## Given request
Starting at the line that contains "Please segment every instance of the blue" and ending at the line that contains "120L125 126L115 138L123", render those lines of the records as a JSON list of strings, one string per line and leaving out blank lines.

## Record extracts
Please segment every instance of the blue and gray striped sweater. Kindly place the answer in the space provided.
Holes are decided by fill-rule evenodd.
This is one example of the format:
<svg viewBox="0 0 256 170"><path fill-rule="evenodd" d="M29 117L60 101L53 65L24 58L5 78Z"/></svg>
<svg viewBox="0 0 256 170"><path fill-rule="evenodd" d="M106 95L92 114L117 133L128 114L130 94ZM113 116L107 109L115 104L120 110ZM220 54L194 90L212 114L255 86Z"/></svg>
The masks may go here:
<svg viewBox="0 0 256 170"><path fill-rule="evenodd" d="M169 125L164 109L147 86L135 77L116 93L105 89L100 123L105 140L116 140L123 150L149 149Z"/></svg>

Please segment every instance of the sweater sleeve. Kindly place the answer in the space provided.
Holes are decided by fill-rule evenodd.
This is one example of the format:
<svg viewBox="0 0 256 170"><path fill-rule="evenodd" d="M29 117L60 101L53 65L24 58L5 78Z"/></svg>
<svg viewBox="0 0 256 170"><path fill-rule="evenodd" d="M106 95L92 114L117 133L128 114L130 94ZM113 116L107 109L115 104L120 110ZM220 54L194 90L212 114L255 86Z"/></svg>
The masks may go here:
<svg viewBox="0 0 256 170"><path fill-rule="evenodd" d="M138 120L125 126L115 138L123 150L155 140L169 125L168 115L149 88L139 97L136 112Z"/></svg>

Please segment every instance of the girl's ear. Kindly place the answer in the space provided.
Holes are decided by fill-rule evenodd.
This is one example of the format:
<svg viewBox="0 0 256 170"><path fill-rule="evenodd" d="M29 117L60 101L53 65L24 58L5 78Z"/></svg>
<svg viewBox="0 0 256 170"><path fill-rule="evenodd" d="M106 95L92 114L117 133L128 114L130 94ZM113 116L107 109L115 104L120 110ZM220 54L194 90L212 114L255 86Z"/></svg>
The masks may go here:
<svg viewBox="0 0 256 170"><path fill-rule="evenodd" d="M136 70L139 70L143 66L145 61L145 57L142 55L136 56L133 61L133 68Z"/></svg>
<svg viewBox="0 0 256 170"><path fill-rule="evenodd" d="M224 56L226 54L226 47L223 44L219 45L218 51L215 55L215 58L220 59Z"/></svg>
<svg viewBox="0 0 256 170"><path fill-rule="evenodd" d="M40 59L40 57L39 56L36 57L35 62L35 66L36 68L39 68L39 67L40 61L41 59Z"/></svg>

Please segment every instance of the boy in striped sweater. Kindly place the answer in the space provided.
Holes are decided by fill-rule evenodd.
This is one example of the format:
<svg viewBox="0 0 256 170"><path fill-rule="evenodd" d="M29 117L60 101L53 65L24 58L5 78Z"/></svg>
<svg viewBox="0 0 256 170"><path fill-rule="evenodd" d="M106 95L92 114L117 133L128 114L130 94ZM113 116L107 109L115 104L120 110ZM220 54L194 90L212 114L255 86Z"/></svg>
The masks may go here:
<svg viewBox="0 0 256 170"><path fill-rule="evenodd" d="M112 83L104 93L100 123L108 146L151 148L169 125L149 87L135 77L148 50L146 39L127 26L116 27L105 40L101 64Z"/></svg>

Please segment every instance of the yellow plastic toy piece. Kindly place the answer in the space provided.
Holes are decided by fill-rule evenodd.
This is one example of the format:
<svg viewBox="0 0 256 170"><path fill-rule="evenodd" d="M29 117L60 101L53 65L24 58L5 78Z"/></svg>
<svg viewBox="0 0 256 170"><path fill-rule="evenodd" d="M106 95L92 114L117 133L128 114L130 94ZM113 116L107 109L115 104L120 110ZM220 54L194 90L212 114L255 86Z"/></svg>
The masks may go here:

---

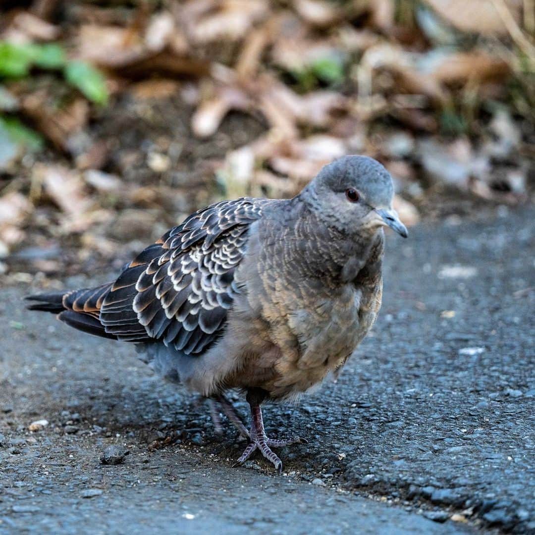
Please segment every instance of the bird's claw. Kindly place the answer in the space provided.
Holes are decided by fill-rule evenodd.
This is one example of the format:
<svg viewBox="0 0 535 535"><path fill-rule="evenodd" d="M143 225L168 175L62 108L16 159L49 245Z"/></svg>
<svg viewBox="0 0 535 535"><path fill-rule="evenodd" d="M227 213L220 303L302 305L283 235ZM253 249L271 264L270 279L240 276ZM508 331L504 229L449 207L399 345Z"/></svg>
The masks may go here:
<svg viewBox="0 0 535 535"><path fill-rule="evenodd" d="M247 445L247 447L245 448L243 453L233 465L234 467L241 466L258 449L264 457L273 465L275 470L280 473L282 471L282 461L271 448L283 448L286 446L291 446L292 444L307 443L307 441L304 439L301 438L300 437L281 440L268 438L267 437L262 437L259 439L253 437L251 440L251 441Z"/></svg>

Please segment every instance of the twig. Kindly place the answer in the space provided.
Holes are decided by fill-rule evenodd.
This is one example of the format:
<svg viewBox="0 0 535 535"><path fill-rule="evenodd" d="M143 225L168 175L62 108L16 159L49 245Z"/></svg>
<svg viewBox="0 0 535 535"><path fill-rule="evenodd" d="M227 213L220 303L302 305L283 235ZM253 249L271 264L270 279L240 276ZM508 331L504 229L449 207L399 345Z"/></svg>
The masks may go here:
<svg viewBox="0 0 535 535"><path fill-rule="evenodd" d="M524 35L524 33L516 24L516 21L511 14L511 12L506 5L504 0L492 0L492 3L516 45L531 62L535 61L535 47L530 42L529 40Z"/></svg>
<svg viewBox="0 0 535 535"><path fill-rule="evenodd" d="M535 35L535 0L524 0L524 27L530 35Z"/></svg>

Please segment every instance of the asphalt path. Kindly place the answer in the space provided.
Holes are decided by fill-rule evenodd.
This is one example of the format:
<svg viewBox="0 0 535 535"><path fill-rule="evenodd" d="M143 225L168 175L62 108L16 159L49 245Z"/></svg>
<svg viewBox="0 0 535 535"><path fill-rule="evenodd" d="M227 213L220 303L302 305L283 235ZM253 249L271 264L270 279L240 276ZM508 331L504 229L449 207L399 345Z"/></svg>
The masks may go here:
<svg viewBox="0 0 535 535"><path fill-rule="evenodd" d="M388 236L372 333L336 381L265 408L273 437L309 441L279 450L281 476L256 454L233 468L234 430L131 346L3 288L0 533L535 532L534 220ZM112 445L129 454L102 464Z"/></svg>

---

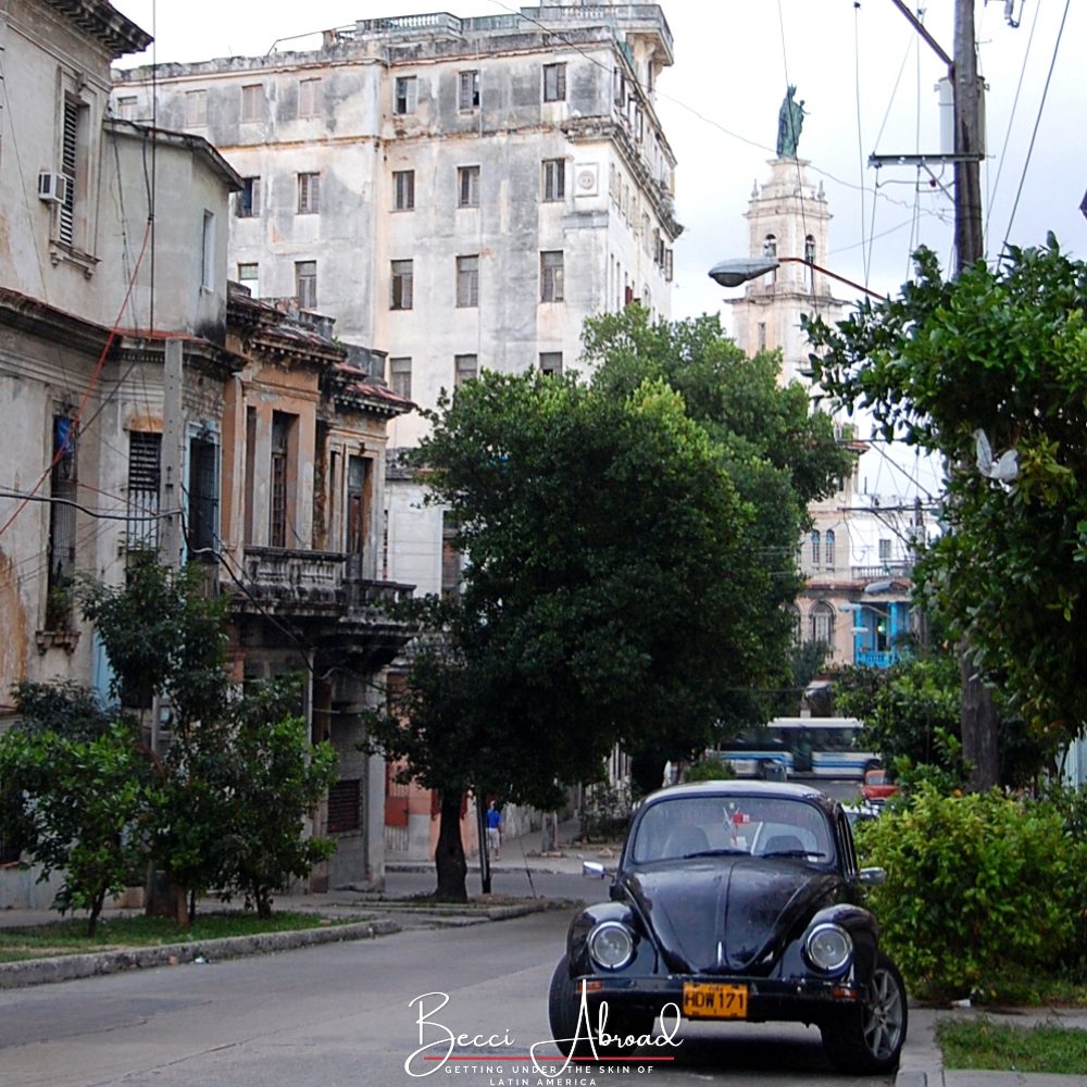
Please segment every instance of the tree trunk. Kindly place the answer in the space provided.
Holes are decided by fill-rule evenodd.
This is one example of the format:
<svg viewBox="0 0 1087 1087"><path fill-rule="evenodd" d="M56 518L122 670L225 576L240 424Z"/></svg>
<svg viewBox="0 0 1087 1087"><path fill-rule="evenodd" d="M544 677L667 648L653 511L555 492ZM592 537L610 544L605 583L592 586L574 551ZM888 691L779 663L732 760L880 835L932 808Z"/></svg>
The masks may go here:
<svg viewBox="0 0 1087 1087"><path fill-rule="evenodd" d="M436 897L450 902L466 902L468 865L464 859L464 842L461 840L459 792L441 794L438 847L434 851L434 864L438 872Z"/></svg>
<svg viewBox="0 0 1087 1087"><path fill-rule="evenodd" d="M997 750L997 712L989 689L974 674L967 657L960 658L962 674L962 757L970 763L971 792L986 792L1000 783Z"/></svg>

## Reply to the task
[
  "Please segment every instance of the blue and gray striped sweater. Kindly place the answer in the space provided.",
  "Holes are decided by fill-rule evenodd.",
  "This is one example of the format:",
  "<svg viewBox=\"0 0 256 170\"><path fill-rule=\"evenodd\" d=\"M29 117L60 101L53 65L24 58L5 78Z\"/></svg>",
  "<svg viewBox=\"0 0 256 170\"><path fill-rule=\"evenodd\" d=\"M106 95L92 114L117 133L128 114L130 94ZM113 116L107 109L115 104L120 110ZM220 54L194 90L212 114L255 86Z\"/></svg>",
  "The masks may go here:",
  "<svg viewBox=\"0 0 256 170\"><path fill-rule=\"evenodd\" d=\"M169 125L164 109L147 86L135 77L116 93L105 89L100 123L105 140L116 140L123 150L149 149Z\"/></svg>",
  "Please segment every instance of the sweater sleeve. Kindly place the answer in the space provided.",
  "Holes are decided by fill-rule evenodd.",
  "This is one example of the format:",
  "<svg viewBox=\"0 0 256 170\"><path fill-rule=\"evenodd\" d=\"M29 117L60 101L53 65L24 58L5 78Z\"/></svg>",
  "<svg viewBox=\"0 0 256 170\"><path fill-rule=\"evenodd\" d=\"M106 95L92 114L117 133L128 114L130 94ZM113 116L107 109L115 104L120 110ZM220 54L194 90L212 114L255 86Z\"/></svg>",
  "The masks may go here:",
  "<svg viewBox=\"0 0 256 170\"><path fill-rule=\"evenodd\" d=\"M138 120L125 126L115 138L123 150L155 140L169 125L168 115L149 88L139 97L136 112Z\"/></svg>"
]